PROBLEM SET:
a) Please reproduce word for word the part of the passage on the adolescent HCM trial that begins at the words "A total of 44" and stops after "the placebo group.".
b) Answer these from the passage on the adolescent HCM trial, one line each:
(i) Which journal published the study at the same time as its presentation?
(ii) How many patients were randomized?
(iii) At what time point did mavacamten significantly reduce the Valsalva LVOT gradient compared with placebo?
c) Resume the passage on the mavacamten trial in adolescents with obstructive HCM, starting right after its final sentence.

PASSAGE:
/---
Hypertrophic cardiomyopathy (HCM) is the most common inherited cardiovascular disease, and pediatric-onset disease is associated with a worse prognosis than adult-onset HCM. In adolescents with obstructive disease, left ventricular outflow tract (LVOT) obstruction contributes to symptoms, functional limitation, and progression to advanced therapies. Despite this, no targeted pharmacologic therapies have been established in this population.

On March 29, 2026, at the American College of Cardiology Scientific Sessions, Dr. Joseph Rossano presented results from SCOUT-HCM (NCT06253221), a phase 3, randomized, double-blind, placebo-controlled trial evaluating mavacamten in adolescents aged 12 to <18 years with symptomatic obstructive HCM. The study was simultaneously published in the New England Journal of Medicine.

A total of 44 patients with Valsalva LVOT gradient ≥30 mm Hg, maximal LVOT gradient ≥50 mm Hg, LVEF ≥60%, and NYHA class II-III symptoms were randomized 1:1 to mavacamten or placebo. Baseline characteristics were balanced between groups. At 28 weeks, mavacamten significantly reduced Valsalva LVOT gradient compared with placebo, with a mean reduction sufficient to bring average gradients below the threshold for obstruction in the treatment group, while gradients remained elevated in the placebo group.
\---
RECORDS PROVIDED:
/---
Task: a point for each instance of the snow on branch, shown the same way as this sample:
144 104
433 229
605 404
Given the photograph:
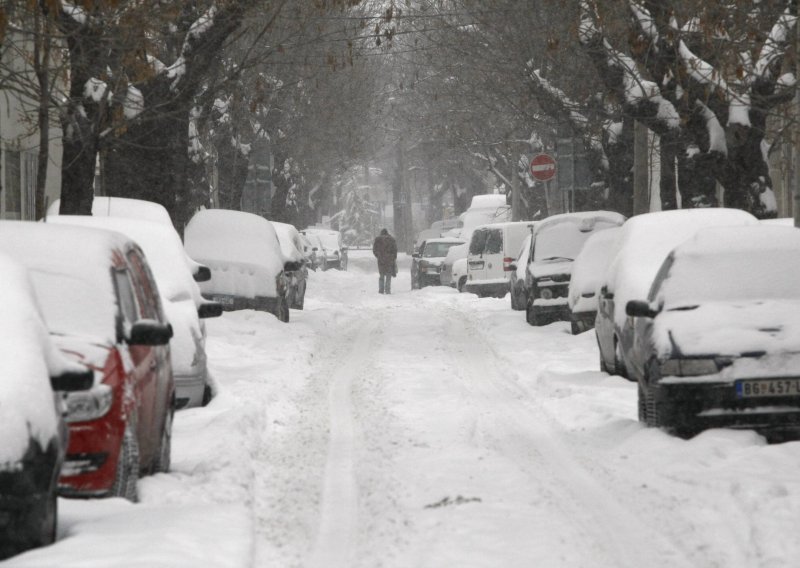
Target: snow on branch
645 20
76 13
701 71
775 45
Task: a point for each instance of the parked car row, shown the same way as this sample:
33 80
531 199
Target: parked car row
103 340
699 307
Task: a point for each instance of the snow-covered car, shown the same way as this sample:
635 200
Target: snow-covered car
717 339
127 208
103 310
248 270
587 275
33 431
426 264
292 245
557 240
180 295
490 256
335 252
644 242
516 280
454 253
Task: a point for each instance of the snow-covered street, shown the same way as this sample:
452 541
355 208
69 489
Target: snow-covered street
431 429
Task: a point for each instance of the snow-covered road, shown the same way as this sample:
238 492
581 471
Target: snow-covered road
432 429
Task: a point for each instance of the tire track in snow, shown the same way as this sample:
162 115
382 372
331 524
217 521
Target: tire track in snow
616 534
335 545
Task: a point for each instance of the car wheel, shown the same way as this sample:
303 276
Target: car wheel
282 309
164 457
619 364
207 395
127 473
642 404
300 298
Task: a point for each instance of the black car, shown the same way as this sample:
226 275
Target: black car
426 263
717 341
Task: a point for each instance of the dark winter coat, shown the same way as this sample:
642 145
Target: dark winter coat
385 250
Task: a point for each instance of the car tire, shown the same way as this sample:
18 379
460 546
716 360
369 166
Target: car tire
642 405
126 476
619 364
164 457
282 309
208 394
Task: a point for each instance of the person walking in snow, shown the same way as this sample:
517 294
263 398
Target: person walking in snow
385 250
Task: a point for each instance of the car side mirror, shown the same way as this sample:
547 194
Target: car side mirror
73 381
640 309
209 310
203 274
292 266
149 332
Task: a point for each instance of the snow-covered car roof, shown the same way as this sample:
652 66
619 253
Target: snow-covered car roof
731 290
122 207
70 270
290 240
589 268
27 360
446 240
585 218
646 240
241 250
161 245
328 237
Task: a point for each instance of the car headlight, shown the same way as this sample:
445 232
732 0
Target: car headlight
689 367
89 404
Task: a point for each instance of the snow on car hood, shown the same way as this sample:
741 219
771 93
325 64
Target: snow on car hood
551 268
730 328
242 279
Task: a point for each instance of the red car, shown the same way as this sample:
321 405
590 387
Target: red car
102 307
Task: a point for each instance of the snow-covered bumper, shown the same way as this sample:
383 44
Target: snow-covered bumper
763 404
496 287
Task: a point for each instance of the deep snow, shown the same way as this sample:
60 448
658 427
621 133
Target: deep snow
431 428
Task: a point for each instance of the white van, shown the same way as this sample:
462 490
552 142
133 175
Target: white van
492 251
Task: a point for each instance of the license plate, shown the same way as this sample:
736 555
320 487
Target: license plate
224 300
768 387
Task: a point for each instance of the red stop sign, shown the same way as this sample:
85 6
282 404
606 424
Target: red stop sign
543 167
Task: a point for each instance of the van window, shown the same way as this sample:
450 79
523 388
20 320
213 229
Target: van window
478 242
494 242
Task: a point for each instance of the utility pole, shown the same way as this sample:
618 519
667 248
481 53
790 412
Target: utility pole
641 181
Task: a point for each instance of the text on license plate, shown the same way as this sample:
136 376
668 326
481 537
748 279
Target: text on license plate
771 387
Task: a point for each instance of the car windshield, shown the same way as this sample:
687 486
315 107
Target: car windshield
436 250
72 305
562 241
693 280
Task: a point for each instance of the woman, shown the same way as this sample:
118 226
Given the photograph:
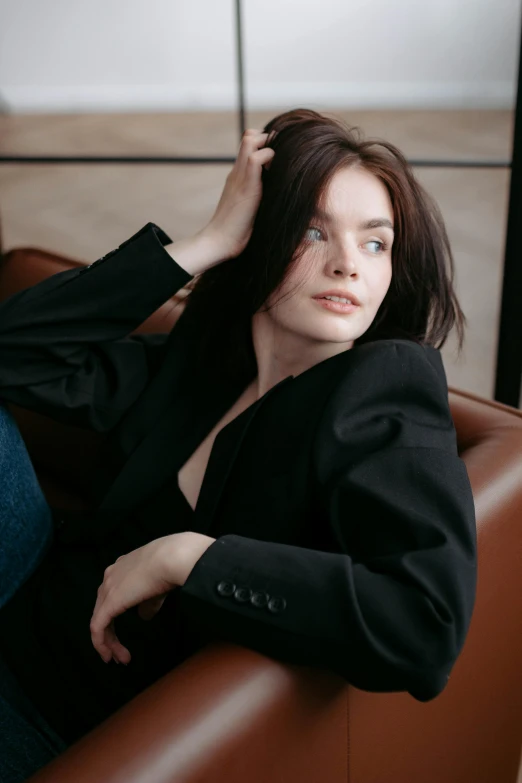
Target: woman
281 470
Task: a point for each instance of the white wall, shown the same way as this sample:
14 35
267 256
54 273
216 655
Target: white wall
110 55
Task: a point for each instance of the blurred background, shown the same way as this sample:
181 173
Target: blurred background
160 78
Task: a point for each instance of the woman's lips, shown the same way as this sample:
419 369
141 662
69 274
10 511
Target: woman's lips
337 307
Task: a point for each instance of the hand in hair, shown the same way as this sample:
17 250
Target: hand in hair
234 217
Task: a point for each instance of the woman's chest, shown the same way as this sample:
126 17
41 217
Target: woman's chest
\---
WRITTEN RESPONSES:
a)
A total of 44 patients with Valsalva LVOT gradient ≥30 mm Hg, maximal LVOT gradient ≥50 mm Hg, LVEF ≥60%, and NYHA class II-III symptoms were randomized 1:1 to mavacamten or placebo. Baseline characteristics were balanced between groups. At 28 weeks, mavacamten significantly reduced Valsalva LVOT gradient compared with placebo, with a mean reduction sufficient to bring average gradients below the threshold for obstruction in the treatment group, while gradients remained elevated in the placebo group.

b)
(i) The New England Journal of Medicine
(ii) 44
(iii) At 28 weeks

c)
Secondary analyses demonstrated consistent improvements across multiple measures of disease severity. Mavacamten reduced resting and post-exercise LVOT gradients and was associated with improvements in diastolic function, left ventricular hypertrophy, NYHA functional class, and mitral regurgitation severity. A greater proportion of patients treated with mavacamten achieved clinically meaningful reductions in LVOT gradient and improvements in functional class compared with placebo. Exploratory analyses showed reductions in biomarkers of myocardial stress and injury, including NT-proBNP and high-sensitivity troponin, supporting a favorable biologic effect on disease activity. Safety outcomes were similar between treatment groups. Treatment-emergent adverse events and serious adverse events occurred at comparable rates in the mavacamten and placebo arms. No deaths occurred, and no patients experienced a reduction in LVEF below 50%, with no signals for atrial fibrillation or symptomatic heart failure observed during the study period. 

Taken together, these findings demonstrate that mavacamten significantly improves LVOT obstruction and multiple markers of disease severity in adolescents with symptomatic obstructive HCM. The authors conclude that “SCOUT-HCM supports the use of mavacamten as an efficacious treatment option for symptomatic obstructive HCM in carefully selected adolescent patients, with long-term follow-up ongoing.”